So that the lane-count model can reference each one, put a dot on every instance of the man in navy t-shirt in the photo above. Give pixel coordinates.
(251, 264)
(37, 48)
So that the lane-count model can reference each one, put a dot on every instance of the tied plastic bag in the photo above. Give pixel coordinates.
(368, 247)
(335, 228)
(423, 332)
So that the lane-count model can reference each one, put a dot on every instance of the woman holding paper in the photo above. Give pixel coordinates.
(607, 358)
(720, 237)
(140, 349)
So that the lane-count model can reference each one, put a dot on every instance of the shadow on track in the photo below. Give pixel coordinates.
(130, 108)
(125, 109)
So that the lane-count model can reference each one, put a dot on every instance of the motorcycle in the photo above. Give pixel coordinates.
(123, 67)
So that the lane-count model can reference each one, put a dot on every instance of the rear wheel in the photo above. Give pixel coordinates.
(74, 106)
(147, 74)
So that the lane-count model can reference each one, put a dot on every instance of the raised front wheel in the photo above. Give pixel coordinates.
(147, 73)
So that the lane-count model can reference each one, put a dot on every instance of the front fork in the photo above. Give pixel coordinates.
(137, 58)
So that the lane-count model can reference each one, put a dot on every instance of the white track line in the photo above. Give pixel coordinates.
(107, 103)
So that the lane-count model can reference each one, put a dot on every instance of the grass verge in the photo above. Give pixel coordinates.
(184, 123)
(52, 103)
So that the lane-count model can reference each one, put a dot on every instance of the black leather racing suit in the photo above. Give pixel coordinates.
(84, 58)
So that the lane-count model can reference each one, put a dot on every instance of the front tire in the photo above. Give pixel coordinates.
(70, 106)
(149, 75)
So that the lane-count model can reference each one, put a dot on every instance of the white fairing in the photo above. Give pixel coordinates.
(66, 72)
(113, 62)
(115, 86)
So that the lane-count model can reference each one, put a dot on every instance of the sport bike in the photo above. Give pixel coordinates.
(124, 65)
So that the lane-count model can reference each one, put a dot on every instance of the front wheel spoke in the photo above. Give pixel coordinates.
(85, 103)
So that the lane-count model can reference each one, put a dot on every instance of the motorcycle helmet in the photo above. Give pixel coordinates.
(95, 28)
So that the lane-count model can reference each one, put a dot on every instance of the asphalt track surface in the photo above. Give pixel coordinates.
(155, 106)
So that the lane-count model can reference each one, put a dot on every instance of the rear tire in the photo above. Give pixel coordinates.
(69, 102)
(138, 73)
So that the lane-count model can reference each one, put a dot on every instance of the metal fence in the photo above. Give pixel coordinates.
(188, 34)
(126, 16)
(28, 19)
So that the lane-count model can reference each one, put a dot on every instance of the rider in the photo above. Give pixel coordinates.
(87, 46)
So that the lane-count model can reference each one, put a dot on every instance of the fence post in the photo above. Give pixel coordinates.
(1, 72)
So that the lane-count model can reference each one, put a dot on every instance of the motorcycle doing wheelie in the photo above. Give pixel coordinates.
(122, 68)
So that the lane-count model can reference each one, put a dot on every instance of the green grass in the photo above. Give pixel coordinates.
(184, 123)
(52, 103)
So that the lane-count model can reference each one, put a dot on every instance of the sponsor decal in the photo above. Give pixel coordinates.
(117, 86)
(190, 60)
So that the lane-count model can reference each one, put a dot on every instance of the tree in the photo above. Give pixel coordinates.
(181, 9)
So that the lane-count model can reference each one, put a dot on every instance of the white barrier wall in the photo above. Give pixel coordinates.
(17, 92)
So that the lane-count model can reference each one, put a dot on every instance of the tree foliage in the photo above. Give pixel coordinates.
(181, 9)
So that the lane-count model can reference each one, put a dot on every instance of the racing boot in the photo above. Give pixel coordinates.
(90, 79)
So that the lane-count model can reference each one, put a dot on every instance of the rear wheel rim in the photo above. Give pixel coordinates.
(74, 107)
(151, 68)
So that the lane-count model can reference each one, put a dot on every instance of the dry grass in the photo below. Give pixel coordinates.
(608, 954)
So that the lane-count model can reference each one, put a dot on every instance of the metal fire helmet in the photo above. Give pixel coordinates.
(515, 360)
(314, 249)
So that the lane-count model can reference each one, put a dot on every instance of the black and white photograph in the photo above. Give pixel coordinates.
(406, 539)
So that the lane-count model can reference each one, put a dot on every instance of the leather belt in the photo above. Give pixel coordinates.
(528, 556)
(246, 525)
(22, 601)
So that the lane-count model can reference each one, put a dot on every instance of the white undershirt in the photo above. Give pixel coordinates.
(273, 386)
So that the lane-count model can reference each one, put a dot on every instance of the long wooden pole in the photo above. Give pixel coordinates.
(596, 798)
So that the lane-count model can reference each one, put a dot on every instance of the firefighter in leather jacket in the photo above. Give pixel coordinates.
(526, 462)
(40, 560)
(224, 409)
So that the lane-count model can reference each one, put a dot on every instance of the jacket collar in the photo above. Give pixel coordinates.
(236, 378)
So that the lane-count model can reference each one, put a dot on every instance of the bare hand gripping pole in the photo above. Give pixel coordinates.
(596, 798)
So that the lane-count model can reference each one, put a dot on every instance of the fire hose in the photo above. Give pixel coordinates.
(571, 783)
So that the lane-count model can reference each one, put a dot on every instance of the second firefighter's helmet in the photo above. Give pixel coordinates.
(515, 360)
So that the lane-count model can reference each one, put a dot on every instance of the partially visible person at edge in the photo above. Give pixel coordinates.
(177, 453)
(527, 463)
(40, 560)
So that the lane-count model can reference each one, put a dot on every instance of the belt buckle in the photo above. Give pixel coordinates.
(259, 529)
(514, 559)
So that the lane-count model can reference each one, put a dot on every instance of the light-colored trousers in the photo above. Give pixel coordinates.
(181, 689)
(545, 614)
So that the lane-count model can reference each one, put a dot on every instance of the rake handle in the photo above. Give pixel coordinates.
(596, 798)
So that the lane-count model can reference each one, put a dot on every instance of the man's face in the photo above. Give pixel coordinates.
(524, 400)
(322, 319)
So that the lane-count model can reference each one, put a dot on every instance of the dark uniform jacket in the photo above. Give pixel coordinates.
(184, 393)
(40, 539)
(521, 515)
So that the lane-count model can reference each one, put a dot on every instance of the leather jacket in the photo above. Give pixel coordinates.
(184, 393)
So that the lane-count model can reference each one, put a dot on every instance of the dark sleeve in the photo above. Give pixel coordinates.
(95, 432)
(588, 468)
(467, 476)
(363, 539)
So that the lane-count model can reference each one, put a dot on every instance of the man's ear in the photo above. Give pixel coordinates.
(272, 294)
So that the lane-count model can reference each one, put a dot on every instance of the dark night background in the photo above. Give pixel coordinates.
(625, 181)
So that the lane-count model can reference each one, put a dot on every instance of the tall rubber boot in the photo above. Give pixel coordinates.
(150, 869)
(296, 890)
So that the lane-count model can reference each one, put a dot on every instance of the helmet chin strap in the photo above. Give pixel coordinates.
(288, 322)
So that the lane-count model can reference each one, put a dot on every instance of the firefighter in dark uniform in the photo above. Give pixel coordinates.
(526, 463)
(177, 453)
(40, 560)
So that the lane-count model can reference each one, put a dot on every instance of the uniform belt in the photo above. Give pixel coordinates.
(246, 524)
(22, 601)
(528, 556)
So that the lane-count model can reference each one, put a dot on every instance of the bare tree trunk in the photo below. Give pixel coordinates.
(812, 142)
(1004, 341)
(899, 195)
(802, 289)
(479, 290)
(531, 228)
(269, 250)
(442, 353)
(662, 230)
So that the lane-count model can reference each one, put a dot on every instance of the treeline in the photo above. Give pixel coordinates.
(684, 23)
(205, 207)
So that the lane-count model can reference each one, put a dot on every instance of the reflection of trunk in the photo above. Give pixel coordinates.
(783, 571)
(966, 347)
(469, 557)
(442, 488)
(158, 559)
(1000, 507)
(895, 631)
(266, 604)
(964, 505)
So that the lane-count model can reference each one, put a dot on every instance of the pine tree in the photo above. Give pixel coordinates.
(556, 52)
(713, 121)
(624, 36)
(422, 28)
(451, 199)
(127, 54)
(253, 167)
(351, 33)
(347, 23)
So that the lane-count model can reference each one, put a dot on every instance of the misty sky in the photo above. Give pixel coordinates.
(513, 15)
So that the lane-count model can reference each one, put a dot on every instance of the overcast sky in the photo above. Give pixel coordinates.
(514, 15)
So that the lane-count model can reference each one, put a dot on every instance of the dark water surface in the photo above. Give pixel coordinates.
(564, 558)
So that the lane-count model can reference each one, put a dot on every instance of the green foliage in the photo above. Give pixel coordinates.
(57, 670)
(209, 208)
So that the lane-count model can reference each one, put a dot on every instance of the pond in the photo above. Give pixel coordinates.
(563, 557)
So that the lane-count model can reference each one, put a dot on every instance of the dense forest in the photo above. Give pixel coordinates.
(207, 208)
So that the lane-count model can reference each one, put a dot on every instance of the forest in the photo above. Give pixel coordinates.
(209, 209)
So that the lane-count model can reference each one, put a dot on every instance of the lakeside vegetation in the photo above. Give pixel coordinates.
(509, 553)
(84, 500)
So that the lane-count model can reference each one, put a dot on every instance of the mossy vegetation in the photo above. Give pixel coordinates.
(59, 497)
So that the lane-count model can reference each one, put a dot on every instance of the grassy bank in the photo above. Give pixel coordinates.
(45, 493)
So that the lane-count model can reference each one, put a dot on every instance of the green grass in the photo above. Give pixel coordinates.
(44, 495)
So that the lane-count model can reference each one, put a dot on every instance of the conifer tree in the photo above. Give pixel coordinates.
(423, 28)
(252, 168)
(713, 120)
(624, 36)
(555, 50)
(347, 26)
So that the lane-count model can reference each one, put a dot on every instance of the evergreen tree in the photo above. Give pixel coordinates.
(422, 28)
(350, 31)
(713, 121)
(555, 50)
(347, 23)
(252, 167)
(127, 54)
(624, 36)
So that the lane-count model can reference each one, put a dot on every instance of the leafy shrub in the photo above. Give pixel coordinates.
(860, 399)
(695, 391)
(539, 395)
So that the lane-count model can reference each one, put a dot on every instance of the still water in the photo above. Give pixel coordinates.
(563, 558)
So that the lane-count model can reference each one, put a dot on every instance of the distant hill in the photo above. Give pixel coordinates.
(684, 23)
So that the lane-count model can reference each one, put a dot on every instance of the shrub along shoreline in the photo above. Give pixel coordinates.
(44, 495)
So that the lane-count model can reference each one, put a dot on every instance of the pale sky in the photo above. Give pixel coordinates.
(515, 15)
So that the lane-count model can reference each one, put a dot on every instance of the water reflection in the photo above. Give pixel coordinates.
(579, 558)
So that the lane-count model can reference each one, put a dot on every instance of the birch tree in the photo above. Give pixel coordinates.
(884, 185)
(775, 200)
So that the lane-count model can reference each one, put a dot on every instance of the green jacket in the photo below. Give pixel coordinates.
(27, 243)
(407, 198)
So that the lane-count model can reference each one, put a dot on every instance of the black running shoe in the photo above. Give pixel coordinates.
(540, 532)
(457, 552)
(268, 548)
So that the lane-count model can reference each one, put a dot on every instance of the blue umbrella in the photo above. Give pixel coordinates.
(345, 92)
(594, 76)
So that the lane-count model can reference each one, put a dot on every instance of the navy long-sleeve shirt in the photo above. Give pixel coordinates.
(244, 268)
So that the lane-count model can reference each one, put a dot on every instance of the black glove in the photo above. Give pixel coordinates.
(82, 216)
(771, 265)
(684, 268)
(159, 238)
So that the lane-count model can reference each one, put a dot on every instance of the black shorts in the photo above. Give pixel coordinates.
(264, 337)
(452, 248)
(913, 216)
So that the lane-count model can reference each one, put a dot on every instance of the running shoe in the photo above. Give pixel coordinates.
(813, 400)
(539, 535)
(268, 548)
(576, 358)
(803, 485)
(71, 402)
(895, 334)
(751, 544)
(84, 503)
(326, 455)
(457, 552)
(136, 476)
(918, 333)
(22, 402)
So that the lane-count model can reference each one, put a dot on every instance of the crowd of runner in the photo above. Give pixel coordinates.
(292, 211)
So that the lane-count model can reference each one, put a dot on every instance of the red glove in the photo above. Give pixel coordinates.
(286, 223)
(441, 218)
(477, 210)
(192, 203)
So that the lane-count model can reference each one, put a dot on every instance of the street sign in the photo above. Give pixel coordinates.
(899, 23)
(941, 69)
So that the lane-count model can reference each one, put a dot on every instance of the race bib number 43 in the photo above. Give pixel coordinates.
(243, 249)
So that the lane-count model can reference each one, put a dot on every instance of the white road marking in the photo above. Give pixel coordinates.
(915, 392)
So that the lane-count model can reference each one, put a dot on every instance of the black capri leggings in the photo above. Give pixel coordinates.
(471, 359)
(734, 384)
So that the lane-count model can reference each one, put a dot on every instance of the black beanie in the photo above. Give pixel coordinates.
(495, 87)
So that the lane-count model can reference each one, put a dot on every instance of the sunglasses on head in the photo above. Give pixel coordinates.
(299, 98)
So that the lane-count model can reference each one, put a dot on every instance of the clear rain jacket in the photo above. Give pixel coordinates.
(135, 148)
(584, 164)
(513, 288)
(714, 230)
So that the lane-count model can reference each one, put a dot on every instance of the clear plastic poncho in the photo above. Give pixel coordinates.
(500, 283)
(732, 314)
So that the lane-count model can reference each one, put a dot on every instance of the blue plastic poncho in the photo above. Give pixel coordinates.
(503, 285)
====
Exercise details »
Can you output the lines from the one containing "the clear plastic" through the end of the items above as a JSON list of strings, one string per line, with blank lines omitted?

Written solution »
[
  "So that the lane-count model can reference each one, put a dot on every instance of the clear plastic poncho in the photo above. Give pixel coordinates.",
  "(500, 283)",
  "(732, 314)",
  "So that the lane-count model can reference each one, put a dot on every instance of the blue plastic poncho in the photo above. Give pixel coordinates.",
  "(503, 285)"
]